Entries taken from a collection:
———
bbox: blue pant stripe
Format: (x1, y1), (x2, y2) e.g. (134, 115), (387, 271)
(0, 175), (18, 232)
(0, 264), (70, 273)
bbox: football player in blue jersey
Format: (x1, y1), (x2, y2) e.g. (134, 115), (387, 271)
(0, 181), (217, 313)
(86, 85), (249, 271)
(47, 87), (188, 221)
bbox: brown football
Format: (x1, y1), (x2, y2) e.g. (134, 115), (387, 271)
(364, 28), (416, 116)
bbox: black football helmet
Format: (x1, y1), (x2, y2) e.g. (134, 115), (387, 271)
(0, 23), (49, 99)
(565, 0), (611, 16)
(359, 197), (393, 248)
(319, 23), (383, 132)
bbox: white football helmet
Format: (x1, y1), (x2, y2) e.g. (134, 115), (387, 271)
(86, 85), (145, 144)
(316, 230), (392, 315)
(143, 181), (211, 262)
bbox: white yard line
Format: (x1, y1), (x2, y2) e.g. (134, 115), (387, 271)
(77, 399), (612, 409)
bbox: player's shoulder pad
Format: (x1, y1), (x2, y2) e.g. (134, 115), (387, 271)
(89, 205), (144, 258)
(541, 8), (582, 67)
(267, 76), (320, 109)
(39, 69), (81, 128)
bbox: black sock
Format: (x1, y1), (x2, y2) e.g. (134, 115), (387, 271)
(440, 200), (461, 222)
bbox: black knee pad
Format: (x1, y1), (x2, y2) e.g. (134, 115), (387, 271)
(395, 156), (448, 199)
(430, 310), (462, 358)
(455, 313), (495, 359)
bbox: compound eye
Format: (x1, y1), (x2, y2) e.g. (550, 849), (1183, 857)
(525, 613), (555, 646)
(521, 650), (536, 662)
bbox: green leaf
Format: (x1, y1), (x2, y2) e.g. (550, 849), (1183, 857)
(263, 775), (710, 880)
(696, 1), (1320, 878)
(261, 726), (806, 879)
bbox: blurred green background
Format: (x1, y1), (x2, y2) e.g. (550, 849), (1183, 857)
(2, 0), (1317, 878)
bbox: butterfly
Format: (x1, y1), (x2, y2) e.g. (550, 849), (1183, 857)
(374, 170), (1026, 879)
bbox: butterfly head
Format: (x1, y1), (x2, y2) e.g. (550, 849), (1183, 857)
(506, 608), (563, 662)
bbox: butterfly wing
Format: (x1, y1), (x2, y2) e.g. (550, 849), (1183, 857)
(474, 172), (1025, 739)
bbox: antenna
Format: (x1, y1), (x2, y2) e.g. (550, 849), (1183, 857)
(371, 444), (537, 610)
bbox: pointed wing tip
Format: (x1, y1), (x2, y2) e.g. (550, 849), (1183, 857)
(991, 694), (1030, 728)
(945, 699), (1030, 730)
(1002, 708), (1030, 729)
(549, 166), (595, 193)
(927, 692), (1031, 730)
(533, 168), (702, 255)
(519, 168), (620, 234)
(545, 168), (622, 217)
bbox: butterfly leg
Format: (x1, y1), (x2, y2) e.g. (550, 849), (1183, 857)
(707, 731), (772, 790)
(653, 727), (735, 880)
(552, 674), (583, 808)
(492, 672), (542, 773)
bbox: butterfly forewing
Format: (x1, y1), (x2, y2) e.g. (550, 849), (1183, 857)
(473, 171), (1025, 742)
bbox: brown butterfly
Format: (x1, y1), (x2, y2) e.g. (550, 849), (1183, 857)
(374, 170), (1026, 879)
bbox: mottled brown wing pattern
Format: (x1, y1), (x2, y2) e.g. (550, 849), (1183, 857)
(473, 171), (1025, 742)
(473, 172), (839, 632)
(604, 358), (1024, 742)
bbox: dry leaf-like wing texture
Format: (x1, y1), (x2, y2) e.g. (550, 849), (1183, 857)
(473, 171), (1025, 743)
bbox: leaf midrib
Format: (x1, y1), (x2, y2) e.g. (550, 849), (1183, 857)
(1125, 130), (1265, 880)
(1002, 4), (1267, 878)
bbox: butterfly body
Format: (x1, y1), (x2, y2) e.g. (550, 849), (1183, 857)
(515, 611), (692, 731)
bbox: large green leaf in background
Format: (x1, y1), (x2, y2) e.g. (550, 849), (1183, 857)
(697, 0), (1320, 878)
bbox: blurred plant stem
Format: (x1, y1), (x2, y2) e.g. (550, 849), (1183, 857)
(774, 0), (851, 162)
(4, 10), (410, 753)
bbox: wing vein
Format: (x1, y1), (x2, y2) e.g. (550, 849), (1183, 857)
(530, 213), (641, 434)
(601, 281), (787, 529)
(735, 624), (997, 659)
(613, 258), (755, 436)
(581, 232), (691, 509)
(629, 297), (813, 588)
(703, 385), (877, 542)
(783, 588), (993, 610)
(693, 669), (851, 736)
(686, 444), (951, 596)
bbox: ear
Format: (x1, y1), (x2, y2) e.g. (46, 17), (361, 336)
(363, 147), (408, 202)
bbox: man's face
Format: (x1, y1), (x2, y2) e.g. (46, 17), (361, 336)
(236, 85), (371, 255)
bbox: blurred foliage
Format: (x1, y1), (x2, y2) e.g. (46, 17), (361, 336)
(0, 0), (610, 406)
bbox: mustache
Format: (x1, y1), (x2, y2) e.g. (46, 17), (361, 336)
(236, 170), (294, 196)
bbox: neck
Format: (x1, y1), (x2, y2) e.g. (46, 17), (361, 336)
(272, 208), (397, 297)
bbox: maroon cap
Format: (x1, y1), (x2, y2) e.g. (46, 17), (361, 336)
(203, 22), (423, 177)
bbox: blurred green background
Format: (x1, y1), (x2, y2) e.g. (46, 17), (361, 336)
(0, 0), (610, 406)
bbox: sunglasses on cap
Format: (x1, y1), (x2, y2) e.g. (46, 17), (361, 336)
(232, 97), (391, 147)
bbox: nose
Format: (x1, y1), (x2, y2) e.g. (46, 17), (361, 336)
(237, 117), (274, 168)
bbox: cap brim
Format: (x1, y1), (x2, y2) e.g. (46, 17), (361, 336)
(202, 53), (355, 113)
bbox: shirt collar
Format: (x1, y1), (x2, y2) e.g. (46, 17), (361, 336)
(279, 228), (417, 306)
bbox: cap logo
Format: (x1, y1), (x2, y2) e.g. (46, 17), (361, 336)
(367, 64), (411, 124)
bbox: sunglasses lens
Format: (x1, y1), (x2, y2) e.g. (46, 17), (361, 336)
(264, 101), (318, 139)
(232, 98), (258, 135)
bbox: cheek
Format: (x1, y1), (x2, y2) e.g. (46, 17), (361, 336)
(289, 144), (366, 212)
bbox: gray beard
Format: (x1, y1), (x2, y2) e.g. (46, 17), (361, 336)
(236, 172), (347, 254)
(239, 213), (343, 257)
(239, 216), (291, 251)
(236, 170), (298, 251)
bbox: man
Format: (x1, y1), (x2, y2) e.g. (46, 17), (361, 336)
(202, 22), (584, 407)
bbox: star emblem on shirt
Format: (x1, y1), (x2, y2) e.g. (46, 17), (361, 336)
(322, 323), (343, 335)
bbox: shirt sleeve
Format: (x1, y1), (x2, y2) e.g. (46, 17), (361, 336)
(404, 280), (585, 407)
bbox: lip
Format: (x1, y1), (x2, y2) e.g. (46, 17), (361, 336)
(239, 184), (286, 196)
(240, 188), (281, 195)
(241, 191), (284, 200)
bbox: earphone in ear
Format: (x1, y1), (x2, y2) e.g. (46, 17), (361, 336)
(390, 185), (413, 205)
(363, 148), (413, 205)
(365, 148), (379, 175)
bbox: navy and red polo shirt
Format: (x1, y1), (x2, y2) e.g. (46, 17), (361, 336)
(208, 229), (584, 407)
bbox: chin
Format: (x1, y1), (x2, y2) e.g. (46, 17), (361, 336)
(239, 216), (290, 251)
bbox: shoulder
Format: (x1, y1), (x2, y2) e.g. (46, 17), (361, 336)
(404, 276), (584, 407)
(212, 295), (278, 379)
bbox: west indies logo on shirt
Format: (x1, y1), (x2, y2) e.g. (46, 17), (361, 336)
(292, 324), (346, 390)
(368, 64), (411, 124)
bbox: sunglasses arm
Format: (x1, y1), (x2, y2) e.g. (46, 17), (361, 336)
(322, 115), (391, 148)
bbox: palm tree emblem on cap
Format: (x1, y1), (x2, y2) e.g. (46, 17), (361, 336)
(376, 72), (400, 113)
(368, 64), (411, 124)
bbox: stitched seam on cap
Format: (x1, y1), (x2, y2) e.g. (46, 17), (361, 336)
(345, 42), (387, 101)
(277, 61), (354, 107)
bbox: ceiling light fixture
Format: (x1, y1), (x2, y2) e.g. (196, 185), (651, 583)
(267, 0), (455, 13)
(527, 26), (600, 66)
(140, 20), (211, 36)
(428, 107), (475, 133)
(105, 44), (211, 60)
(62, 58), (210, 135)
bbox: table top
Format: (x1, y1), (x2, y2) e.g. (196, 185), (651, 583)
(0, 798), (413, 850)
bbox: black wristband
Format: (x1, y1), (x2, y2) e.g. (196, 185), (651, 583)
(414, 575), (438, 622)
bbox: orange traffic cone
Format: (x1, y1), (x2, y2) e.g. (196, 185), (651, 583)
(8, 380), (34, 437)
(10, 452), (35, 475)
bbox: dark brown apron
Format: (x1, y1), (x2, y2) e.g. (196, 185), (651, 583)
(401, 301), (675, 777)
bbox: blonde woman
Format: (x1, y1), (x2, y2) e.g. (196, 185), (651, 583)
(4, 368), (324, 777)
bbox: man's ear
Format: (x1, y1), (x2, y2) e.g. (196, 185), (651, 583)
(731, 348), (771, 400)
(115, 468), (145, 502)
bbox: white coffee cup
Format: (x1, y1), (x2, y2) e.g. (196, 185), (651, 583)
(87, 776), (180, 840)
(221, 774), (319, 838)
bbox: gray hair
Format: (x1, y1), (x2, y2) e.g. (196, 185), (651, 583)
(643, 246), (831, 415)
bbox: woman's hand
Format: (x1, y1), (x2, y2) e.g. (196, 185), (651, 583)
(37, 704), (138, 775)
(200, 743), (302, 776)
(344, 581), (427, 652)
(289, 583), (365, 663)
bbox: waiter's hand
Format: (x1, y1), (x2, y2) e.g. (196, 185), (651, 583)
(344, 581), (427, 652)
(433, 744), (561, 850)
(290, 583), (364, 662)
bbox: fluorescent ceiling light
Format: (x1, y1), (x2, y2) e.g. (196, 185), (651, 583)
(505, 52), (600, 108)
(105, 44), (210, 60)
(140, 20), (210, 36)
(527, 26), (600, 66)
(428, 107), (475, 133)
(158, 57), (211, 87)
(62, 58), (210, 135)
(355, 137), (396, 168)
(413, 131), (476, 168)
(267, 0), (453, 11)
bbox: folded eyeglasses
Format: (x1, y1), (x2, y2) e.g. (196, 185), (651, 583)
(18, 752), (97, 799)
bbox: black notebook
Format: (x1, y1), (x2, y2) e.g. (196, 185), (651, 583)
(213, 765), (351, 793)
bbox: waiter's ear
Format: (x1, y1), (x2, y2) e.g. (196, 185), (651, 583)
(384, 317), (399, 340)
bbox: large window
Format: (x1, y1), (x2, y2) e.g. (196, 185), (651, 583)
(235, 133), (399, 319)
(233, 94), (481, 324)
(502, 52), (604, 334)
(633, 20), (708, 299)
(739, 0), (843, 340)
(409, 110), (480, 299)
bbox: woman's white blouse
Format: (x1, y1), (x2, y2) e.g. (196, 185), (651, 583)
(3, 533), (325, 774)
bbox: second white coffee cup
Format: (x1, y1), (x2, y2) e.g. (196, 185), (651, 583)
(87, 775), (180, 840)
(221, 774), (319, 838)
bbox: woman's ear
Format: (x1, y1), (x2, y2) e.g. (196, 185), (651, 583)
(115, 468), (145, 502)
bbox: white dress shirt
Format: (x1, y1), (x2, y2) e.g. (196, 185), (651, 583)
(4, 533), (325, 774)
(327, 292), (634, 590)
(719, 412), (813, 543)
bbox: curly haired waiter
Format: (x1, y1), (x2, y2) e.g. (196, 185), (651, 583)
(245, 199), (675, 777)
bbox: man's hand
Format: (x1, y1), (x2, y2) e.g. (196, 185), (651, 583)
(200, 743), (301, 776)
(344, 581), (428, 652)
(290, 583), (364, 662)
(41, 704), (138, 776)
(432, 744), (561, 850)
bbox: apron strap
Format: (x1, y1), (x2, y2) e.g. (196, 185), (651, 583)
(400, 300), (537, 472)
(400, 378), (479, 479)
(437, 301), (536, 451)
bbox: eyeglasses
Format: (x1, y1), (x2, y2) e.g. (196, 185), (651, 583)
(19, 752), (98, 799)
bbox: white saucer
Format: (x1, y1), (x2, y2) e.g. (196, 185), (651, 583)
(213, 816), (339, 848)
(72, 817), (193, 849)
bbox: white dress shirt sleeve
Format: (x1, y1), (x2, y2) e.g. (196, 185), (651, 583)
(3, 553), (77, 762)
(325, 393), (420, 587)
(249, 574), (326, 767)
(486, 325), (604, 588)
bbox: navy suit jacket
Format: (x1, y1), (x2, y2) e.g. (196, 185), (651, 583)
———
Task item. From the records, work out how many lines include "large" and respond with the number only.

Solution to this task. 2